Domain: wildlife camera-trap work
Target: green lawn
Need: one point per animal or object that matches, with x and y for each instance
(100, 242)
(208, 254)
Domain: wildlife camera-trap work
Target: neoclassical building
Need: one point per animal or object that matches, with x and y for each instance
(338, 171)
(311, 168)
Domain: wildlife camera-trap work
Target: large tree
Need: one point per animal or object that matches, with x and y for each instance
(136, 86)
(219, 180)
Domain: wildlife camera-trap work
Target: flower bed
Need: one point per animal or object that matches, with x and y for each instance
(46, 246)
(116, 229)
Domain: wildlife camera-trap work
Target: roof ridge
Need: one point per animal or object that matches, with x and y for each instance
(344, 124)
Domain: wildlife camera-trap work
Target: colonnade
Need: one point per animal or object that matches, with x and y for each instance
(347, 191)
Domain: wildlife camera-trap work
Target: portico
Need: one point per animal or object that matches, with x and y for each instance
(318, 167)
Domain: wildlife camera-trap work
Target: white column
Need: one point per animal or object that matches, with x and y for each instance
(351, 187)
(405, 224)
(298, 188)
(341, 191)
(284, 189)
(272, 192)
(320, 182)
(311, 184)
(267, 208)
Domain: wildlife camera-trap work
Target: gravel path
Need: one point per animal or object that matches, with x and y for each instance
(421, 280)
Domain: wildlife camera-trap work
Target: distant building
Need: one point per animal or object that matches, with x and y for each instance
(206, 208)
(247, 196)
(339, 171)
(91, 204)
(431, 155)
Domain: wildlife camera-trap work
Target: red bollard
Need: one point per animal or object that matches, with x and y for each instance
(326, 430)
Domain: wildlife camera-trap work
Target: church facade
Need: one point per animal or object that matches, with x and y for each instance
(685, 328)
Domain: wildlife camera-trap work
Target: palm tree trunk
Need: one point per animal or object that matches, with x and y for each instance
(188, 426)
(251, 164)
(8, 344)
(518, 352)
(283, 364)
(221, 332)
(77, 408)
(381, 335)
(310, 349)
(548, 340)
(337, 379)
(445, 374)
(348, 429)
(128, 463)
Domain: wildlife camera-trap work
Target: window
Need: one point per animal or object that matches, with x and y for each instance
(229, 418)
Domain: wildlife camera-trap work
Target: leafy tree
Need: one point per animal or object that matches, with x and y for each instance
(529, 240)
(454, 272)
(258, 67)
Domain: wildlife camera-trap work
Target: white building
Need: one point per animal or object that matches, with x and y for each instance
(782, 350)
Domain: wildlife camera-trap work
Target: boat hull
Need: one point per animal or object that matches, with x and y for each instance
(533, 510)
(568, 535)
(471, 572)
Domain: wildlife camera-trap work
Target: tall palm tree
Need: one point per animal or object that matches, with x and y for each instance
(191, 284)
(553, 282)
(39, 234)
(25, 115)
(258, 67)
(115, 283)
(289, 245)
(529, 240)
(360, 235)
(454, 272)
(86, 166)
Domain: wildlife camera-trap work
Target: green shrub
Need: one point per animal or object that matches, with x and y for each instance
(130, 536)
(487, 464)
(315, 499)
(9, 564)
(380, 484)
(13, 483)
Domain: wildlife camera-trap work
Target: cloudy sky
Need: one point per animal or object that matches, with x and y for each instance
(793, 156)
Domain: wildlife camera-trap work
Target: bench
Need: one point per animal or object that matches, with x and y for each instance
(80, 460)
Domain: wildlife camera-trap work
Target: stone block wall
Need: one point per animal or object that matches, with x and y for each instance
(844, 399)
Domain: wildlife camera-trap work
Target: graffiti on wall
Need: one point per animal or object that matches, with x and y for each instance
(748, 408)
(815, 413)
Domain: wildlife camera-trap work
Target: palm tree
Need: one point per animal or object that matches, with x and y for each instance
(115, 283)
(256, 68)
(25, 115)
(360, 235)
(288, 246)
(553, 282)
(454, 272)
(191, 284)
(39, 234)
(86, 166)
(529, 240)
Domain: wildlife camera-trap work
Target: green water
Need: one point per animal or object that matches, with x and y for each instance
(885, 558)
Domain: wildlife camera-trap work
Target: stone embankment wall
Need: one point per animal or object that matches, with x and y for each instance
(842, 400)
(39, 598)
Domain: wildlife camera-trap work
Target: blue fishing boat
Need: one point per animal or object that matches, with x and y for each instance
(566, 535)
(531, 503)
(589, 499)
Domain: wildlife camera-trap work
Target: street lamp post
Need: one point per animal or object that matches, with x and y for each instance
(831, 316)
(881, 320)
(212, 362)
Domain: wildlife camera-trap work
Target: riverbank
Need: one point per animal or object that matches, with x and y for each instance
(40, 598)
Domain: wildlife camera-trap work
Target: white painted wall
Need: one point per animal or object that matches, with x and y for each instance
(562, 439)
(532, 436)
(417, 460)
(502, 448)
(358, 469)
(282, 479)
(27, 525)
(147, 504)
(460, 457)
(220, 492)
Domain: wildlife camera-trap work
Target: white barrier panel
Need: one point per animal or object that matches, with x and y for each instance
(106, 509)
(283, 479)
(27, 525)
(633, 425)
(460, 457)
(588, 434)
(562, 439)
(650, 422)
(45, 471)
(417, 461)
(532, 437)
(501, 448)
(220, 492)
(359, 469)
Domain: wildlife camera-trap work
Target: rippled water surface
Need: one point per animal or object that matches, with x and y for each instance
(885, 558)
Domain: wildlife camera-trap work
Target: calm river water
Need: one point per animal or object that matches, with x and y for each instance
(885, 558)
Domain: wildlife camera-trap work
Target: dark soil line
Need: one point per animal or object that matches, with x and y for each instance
------------------------------------------------------------
- THE TASK
Retype all of the entries exactly, please.

- EXPECTED ANSWER
Domain: wildlife camera-trap work
Target: green lawn
Need: one point per animal or object that matches, with x and y for each instance
(100, 242)
(208, 254)
Domain: wildlife camera-trap work
Target: neoclassical building
Need: one point per animal or object that matches, with x and y for each instance
(338, 171)
(311, 168)
Domain: wildlife camera-trap work
Target: large tree
Need: one point per animal or object that matches, with x and y for each instance
(136, 86)
(219, 180)
Domain: wildlife camera-trap work
Target: flower bed
Need: one point per animal or object that matches, with x and y for each instance
(46, 246)
(116, 229)
Domain: wildlife camera-trap work
Target: roof ridge
Need: one point per animal or object that matches, with x and y for each instance
(344, 124)
Domain: wildlife camera-trap work
Target: colonnade
Need: one point per animal or object that matches, with x and y for each instance
(347, 191)
Domain: wildlife camera-trap work
Target: portico
Need: one point per animal or object that matches, with x and y for each instance
(318, 167)
Domain: wildlife camera-trap work
Target: white column
Need: one point per animal or object that matches, with x and y for each instance
(351, 187)
(405, 224)
(298, 188)
(341, 191)
(284, 189)
(272, 192)
(320, 182)
(311, 184)
(267, 208)
Domain: wildlife camera-trap work
Target: gravel path
Need: one point per animal or object that matches, with x and y for each instance
(421, 280)
Domain: wildlife camera-trap work
Target: distant building
Need: one point per animal or object that matches, with x and y for each instance
(206, 208)
(247, 196)
(339, 171)
(91, 204)
(431, 155)
Domain: wildlife camera-trap work
Target: red bollard
Need: one point per animal or object that matches, with x and y for each instance
(326, 430)
Domain: wildlife camera-trap work
Target: church facade
Need: one point per animal or object that matches, with x and y for each instance
(685, 328)
Domain: wildlife camera-trap work
Target: palm tree trunk
Need: one point per animal or object that matches, with x and y for each instance
(188, 426)
(251, 164)
(8, 344)
(518, 352)
(283, 364)
(221, 332)
(77, 408)
(381, 335)
(310, 349)
(548, 340)
(337, 379)
(445, 374)
(348, 429)
(128, 463)
Domain: wildlife camera-trap work
Target: window
Need: one point per animal or object that matches, with x and y for each instance
(229, 418)
Domain: wildlife camera-trap work
Target: leafy tree
Need: one point per animal or object that matches, with x and y for each instance
(529, 240)
(454, 272)
(258, 67)
Domain: wildlife camera-trap work
Target: white building
Need: one point per animal or object that matches, with x and y for each instance
(782, 350)
Domain: wildlife camera-trap work
Target: boat hull
Need: one point per animal or object that matches, with x and y for each instance
(533, 510)
(568, 535)
(471, 572)
Domain: wildlife camera-trap work
Target: tall palm tree
Need: one point per animal or object that matches, with x and y for each instance
(191, 284)
(553, 282)
(39, 234)
(25, 115)
(258, 67)
(115, 283)
(289, 245)
(529, 240)
(360, 235)
(454, 272)
(86, 166)
Domain: wildlife camera-trap work
Target: green shrub
Need: one point per animal or object that matches, with x and y for each instance
(130, 536)
(487, 464)
(315, 499)
(9, 564)
(380, 484)
(13, 483)
Domain: wildlife camera-trap work
Target: cloudy sky
Need: one point per animal or object that matches, with x and y for each instance
(793, 156)
Domain: wildlife camera-trap work
Target: bench
Need: one point per animal or object that matches, with x and y for each instance
(80, 460)
Domain: wildlife camera-trap work
Target: stone block wall
Need: one point per animal or object that matches, with x and y for each instance
(844, 399)
Domain: wildlife camera-trap work
Target: graffiti on wall
Need: one point per animal or object that matches, with x and y for each instance
(748, 408)
(815, 413)
Domain: wildlife camera-trap work
Target: palm tree
Need: one point per animal or object that matches, with x and y for each instance
(115, 283)
(256, 68)
(25, 115)
(360, 235)
(288, 246)
(553, 282)
(454, 272)
(191, 284)
(39, 234)
(86, 166)
(529, 240)
Domain: wildlife camera-trap work
Target: green water
Need: one point per animal or object that matches, with x and y for each instance
(885, 558)
Domain: wildlife camera-trap work
Target: stone embankment wall
Need: one point per animal or object that matches, with x and y for each instance
(842, 400)
(39, 598)
Domain: wildlife camera-trap work
Target: blue fishing boat
Need: one point per animal or object that matches, with x and y for each instance
(566, 535)
(531, 503)
(589, 499)
Domain: wildlife camera-trap work
Target: street lamp post
Need: one point per animal or object that matches, with x and y for each instance
(831, 316)
(881, 320)
(212, 362)
Domain: wildlife camera-trap work
Target: riverbank
Need: one point per animal or object that matches, with x and y for each instance
(40, 598)
Domain: wildlife camera-trap work
Target: white painted wall
Need: one point per animal or object that matches, with x and y for each instance
(562, 439)
(532, 436)
(417, 460)
(502, 448)
(358, 469)
(282, 479)
(27, 525)
(147, 504)
(460, 457)
(220, 492)
Domain: wildlife camera-trap work
Target: white barrier panel
Need: one point per animal or object that matches, with x and y for each instance
(106, 509)
(283, 479)
(27, 525)
(633, 425)
(460, 457)
(588, 434)
(562, 439)
(650, 422)
(45, 471)
(417, 461)
(532, 437)
(501, 448)
(220, 492)
(359, 469)
Domain: wildlife camera-trap work
Target: rippled water surface
Need: one point per animal or object that matches, with x and y for each instance
(885, 558)
Domain: wildlife camera-trap work
Target: calm river water
Need: one point per animal or object that matches, with x and y for each instance
(885, 558)
Domain: wildlife camera-trap work
Target: dark soil line
Need: one point per animal or object that matches, with x and y for each instance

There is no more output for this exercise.